### EXERCISE DESCRIPTION
Nothing but the lines from the one with "Could you point at the asphalt" to the final line should be returned, each exactly as it appears.
start MATERIAL
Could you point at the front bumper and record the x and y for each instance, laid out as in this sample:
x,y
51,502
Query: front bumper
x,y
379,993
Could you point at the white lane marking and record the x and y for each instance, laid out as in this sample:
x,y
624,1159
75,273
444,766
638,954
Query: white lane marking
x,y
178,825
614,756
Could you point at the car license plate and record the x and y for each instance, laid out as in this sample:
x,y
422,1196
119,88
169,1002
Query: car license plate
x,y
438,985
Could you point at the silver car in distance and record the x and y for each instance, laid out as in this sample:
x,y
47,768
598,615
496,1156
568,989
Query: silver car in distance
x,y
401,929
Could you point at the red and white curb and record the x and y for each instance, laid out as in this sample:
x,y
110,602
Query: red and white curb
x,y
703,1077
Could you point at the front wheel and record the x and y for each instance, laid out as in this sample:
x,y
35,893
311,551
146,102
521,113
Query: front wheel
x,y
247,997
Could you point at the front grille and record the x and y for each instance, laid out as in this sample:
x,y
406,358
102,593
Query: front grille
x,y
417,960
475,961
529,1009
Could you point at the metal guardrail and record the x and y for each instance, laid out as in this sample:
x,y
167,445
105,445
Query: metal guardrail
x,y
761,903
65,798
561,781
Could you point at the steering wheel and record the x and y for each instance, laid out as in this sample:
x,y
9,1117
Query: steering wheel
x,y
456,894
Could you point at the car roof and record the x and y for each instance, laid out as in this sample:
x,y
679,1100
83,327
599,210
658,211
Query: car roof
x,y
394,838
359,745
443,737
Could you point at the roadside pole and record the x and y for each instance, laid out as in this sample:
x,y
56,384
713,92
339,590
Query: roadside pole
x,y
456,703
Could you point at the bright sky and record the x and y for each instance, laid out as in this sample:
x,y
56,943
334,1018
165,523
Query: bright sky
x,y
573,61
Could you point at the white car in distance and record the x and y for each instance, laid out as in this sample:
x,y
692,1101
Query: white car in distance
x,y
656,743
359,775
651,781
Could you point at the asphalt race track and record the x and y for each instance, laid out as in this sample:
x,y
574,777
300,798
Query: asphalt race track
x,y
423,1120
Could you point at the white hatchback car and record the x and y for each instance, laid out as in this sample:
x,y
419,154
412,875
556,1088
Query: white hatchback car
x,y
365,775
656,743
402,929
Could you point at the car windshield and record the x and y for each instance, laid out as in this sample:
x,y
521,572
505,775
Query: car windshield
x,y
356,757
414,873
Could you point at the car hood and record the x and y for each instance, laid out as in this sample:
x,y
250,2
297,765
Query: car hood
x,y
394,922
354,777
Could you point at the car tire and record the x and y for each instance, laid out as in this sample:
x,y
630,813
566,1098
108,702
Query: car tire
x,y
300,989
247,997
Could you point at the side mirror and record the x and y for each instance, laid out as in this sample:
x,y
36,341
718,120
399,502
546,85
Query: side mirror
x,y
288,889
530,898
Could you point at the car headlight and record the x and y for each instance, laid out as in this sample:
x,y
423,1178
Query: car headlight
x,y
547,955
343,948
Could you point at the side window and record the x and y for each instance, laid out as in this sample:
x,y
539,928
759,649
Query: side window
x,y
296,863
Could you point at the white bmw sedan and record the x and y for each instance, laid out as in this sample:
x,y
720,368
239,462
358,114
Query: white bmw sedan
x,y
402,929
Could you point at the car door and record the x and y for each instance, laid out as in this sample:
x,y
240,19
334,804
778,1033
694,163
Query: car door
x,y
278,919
end MATERIAL
### IN RESPONSE
Could you point at the asphalt race track and record the x and y for each instance, laid out as in this sample:
x,y
574,777
300,798
Query: asphalt race track
x,y
423,1120
Could you point at the white hatchback car and record the x and y for each instance, laid out as in this sample:
x,y
419,154
412,875
556,1088
Query: white hatchback car
x,y
365,775
656,743
402,929
Could you point at the car windshield and record the x and y for each instance, laid out as in this sample:
x,y
521,572
505,775
Query: car windshield
x,y
356,757
414,873
Could you point at the car hood and record the x and y for each instance, laid out as in this sample:
x,y
250,2
297,765
Query: car hood
x,y
394,922
354,777
Could you point at the car tire and record the x and y for each instance, laid out as in this sample:
x,y
630,813
566,1098
108,702
Query: car tire
x,y
300,989
247,997
Could you point at the side mirror and record the x and y for each instance, laid out as in this sample:
x,y
36,341
718,120
399,502
546,85
Query: side mirror
x,y
288,889
530,898
Could you point at the car headlight and record the x and y for each instance, laid out as in this sample:
x,y
423,1178
Query: car headlight
x,y
547,955
343,948
Could you point at the side window and record the x and y for each instance, laid out as in this sample:
x,y
539,928
759,649
Query: side window
x,y
296,863
Could you point at the white bmw sedan and record the x and y for each instance, laid out as in this sample:
x,y
720,368
239,462
358,114
Query: white bmw sedan
x,y
402,929
Could you point at the car door and record the x and y for each instance, laid out as in this sample:
x,y
240,19
334,804
778,1033
694,163
Query: car door
x,y
278,919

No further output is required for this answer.